» Data
— begin —

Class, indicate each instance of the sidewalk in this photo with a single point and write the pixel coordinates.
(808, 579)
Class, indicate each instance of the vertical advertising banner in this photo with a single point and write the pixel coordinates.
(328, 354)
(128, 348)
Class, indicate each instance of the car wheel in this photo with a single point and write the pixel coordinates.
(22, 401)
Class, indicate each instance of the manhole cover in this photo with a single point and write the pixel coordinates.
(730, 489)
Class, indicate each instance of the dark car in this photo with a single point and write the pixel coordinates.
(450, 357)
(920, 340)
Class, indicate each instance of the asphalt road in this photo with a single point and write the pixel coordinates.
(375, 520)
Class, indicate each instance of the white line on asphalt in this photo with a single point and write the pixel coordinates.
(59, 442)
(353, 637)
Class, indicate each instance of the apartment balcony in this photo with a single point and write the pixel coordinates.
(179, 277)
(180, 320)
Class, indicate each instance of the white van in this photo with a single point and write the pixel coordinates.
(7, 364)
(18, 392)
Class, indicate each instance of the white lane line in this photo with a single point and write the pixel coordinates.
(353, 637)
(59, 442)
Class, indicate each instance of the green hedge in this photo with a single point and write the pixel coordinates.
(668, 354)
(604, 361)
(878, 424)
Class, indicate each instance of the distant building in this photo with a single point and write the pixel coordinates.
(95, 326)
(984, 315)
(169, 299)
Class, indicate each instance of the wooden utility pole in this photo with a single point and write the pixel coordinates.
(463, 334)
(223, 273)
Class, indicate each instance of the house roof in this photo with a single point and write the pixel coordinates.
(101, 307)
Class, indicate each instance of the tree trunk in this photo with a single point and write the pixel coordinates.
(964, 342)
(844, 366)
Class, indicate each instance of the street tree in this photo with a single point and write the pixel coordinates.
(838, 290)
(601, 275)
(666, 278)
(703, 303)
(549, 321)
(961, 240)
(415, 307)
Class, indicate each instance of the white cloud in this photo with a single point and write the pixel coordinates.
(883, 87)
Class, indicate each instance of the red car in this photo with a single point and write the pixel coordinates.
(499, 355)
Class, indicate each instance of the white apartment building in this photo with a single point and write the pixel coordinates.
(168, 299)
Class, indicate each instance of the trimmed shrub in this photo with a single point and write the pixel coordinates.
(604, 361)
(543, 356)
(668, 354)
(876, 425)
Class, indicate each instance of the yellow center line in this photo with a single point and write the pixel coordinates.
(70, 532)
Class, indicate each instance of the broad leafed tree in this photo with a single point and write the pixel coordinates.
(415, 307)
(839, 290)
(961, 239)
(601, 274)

— end —

» Your objective
Reproduce all of the material above word for word, leaving nothing out and changing nothing.

» Complete output
Class, indicate each instance of the sidewalk in this photo with a single point and write the pixel coordinates.
(808, 579)
Class, indicate each instance of the vertical advertising banner in this photo with a single point and write the pixel coordinates.
(328, 354)
(128, 348)
Class, indicate each instance of the car wheel in this photo with a single point and write the pixel coordinates.
(22, 401)
Class, indicate each instance of the manhole cover in this photo with a single point and write the pixel coordinates.
(730, 489)
Class, indicate each instance of the dark car in this photo with a single point and write the pixel coordinates.
(450, 357)
(920, 340)
Class, indicate each instance of the asphalt road in this photo with a single point and write the pixel coordinates.
(375, 520)
Class, indicate each instance of the white line on asphalt in this photo with a single point and write the pixel coordinates.
(59, 442)
(353, 637)
Class, indicate each instance of the apartment balcony in this photo with a single point and write the pixel coordinates.
(179, 277)
(180, 320)
Class, indicate each instance of the white van in this photo with a single point and write the pixel coordinates.
(7, 364)
(18, 392)
Class, indicate each instance of the white lane line in this photo with a single point and write the pixel coordinates.
(353, 637)
(59, 442)
Class, indicate each instance of the green hedge in this photo with a single point and write the pixel coordinates.
(668, 354)
(604, 361)
(878, 424)
Class, indicate each instance of the distant building in this photo with a single point and write the pixel coordinates.
(95, 326)
(984, 315)
(169, 299)
Class, indicate each instance of the wooden utility pole in this photo with a single point and write the pixel coordinates.
(463, 334)
(223, 273)
Class, indicate each instance of the house roof in this photo with a single point and write the pixel coordinates.
(101, 307)
Class, indicate each instance of the tree trunk in this photo with a single point and write the pixel coordinates.
(964, 342)
(844, 366)
Class, indicate each instance of the street tree in this photo with a single point and write the pixel coordinates.
(838, 290)
(601, 275)
(666, 278)
(703, 303)
(549, 321)
(961, 240)
(415, 307)
Class, indicate each instance of the white cloud in this photo with a single point and write the pixel coordinates.
(883, 87)
Class, indicate each instance of the red car in this photo with a single point and write the pixel coordinates.
(499, 355)
Class, indicate each instance of the white apartment building in this photo with a single point and write the pixel coordinates.
(168, 299)
Class, indicate each instance of the trimmed shrub in this photo with a single point and write the pixel coordinates.
(604, 361)
(543, 356)
(668, 354)
(876, 425)
Class, indicate each instance of the yellow center line in this photo with a single point and write the pixel coordinates.
(70, 532)
Class, indicate each instance of the broad leafed tree in this photo with a single point and write the pixel coordinates.
(415, 307)
(839, 290)
(961, 239)
(601, 274)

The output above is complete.